[Excerpts of location labeling data]
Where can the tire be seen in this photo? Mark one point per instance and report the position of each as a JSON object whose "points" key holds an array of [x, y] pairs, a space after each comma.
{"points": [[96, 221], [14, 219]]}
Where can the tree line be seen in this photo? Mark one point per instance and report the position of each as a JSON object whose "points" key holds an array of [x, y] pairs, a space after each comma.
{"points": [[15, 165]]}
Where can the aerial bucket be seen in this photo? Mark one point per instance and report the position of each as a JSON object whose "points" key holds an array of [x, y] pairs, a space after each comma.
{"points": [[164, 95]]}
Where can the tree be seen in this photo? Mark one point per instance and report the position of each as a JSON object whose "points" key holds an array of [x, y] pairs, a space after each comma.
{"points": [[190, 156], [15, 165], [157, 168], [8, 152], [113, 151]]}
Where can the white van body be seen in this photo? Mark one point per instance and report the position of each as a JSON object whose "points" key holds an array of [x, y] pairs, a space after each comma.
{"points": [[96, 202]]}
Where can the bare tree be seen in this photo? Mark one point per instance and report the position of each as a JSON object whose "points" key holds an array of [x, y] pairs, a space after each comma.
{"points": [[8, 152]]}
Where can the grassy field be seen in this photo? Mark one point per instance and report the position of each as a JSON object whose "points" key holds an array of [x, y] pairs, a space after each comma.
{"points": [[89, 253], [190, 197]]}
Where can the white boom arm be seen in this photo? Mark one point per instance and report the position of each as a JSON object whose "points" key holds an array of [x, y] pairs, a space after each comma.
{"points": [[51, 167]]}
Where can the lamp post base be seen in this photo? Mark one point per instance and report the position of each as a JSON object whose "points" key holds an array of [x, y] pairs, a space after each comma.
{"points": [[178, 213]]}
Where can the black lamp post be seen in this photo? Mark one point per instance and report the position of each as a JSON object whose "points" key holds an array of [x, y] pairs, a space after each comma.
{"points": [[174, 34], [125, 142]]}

→ WHAT THE EXERCISE ASKS
Please quote the records above exactly, without skipping a line.

→ SOLUTION
Where can the tire be seen in this photo? Mark one point per instance and report the position of each as a JSON object whose "points" key holds an array of [x, y] pairs, a space after each comma.
{"points": [[96, 221], [14, 219]]}
Where can the tree line be seen in this photo? Mark one point per instance and report the position of each as a JSON object whose "points" key holds an array of [x, y] pairs, a space after each comma.
{"points": [[15, 165]]}
Where can the aerial bucket be seen in this photo? Mark one point per instance and report the position of each as a JSON object whose "points" key holds an array of [x, y] pairs, a space after each comma.
{"points": [[164, 95]]}
Where can the tree be seen in this photo? Mark one point per instance and report the position of each as a JSON object whose "points" key holds an array of [x, y] pairs, a space after each comma.
{"points": [[190, 156], [15, 165], [157, 168], [8, 152], [113, 151]]}
Where can the white van body be seen in this photo? Mark one point per instance and report the position of each as a JSON object whose "points" key holds an array of [x, y] pairs, a space after each comma.
{"points": [[96, 202]]}
Where can the bare tree be seen in this photo? Mark one point per instance and report the position of each as a JSON object whose "points" key holds an array of [x, y] pairs, a space after each comma.
{"points": [[8, 152]]}
Where can the grassy field be seen in this photo? Mark one point per instance and report the position of each as a JSON object whose "points" key holds an array of [x, y] pairs, a space after each comma.
{"points": [[89, 253], [190, 197]]}
Where can the white boom arm be seen in this photo? Mark one point per instance and report the position of each as a JSON object whose "points" key holds an array of [x, y] pairs, a space after each comma.
{"points": [[51, 167]]}
Where can the lamp post base be seen in this photo? Mark one point per instance and report the position of each as a JSON object whose "points" key holds an array of [x, y] pairs, a space after each comma.
{"points": [[178, 213]]}
Where can the black lamp post be seen in this photo? Mark one point per instance and report the position of each as a JSON object whose "points" key holds an array of [x, y] pairs, a space after each comma.
{"points": [[174, 34], [125, 142]]}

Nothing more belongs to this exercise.